» Что сделать:
**1.** Ответьте на вопросы по отрывку, обозначив ответы так же:
(а) В чем, согласно отрывку, заключается этическая красота, какую можно найти у греков?
(б) С каким персонажем сравнивается человек, не соотносящий поиски изысканного с этическим центром?
(в) Кто назван приверженцами искусства ради искусства в последнем предложении?
**2.** Продолжите отрывок о Флобере и религии искусства, начав сразу после его последнего предложения.

» Отрывок:
....................
Переписка Флобера и Жорж Санд интересно затрагивает еще одну из ложных религий XIX века — религию искусства. Искусство для Флобера не просто религия, а фанатизм. Он проповедует воздержание, отречение и умерщвление плоти во имя искусства. Он отлучает тех, кто отходит от художественной ортодоксии, и говорит о еретиках и неверующих в искусство с яростью, достойной испанского инквизитора. Этическая красота, какую можно найти у греков в их лучшие времена, заключается в порядке и пропорции; это не нечто отдельное, а результат какого-то гармоничного целого. Красота в чисто эстетическом и неэтическом смысле, который Флобер придает этому слову, — не более чем погоня за иллюзией. Человек, который так относится к красоте как к чему-то отдельному, который не соотносит свои поиски изысканного с каким-то этическим центром, проведет свою жизнь, подобно Иксиону, обнимая призраки. «О искусство, искусство, — восклицает Флобер, — горький обман, безымянный призрак, который манит и ведет нас к гибели!» В другом месте он говорит о «химере стиля, которая изматывает его душу и тело». Придавая, как он это делал, почти религиозное значение своим поискам изысканного, он стал, подобно многим другим руссоистам, не просто эстетом, а гипераэстетом. Он жалуется в старости: «Моя чувствительность острее лезвия бритвы; скрип двери, лицо буржуа, абсурдное утверждение заставляют мое сердце биться и совершенно выводят меня из себя». Едва ли где-нибудь еще можно найти такие ноты горечи, такую меланхолию, бьющую ключом из самых глубин сердца, как у приверженцев искусства ради искусства — Флобера, Леконта де Лиля, Теофиля Готье.
....................
» Исходные строки:
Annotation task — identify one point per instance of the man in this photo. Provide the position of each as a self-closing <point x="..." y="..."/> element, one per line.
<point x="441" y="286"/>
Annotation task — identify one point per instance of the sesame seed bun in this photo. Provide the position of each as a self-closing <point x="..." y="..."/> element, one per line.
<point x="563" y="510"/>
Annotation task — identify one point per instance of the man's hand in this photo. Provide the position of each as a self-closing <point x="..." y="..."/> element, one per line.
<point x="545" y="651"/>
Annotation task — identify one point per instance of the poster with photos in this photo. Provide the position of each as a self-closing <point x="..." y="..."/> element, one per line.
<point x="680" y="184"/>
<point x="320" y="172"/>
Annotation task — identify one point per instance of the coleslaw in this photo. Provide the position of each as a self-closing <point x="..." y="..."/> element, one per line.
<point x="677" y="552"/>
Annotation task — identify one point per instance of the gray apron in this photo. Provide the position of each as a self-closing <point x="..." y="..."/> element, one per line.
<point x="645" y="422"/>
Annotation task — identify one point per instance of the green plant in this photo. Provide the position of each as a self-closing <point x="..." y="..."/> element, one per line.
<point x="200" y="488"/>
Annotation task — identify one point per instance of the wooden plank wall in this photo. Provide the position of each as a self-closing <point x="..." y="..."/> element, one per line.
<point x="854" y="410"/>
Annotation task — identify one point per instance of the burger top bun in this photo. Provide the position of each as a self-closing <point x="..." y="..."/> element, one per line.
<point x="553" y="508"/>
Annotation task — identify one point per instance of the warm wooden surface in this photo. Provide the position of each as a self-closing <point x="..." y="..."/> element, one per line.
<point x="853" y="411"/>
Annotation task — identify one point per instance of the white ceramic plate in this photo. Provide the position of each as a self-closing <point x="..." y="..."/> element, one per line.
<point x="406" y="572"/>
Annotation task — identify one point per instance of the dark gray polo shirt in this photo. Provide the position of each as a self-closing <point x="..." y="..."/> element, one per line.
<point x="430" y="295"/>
....................
» Ответы:
**1.**
(а) В порядке и пропорции.
(б) С Иксионом.
(в) Флобер, Леконт де Лиль, Теофиль Готье.

**2.**
Жорж Санд с удивительным тактом упрекает Флобера за его неспособность подчинить искусство чему-то более высокому, чем оно само. «Талант налагает обязанности; а искусство ради искусства — пустое слово». По мере того как она становилась старше, она говорит, что всё больше и больше ставила истину выше красоты, а добро — прежде силы. «Я много размышляла о том, что есть истина, и в этом поиске истины чувство моего эго постепенно исчезло». Истина, над которой она размышляла, была тем, что она сама называет тотальной истиной (le vrai total), а не просто истиной согласно естественному закону, который получил такое исключительное внимание к середине XIX века, что привел к возникновению еще одной ложной религии — религии науки. «У вас лучше чувство тотальной истины, — говорит она одному из своих корреспондентов, — чем у Сент-Бёва, Ренана и Литтре. Они попали в немецкую колею: в этом их слабость». А Флобер пишет Жорж Санд: «Что изумляет и восхищает меня, так это сила всей вашей личности, а не одного лишь мозга».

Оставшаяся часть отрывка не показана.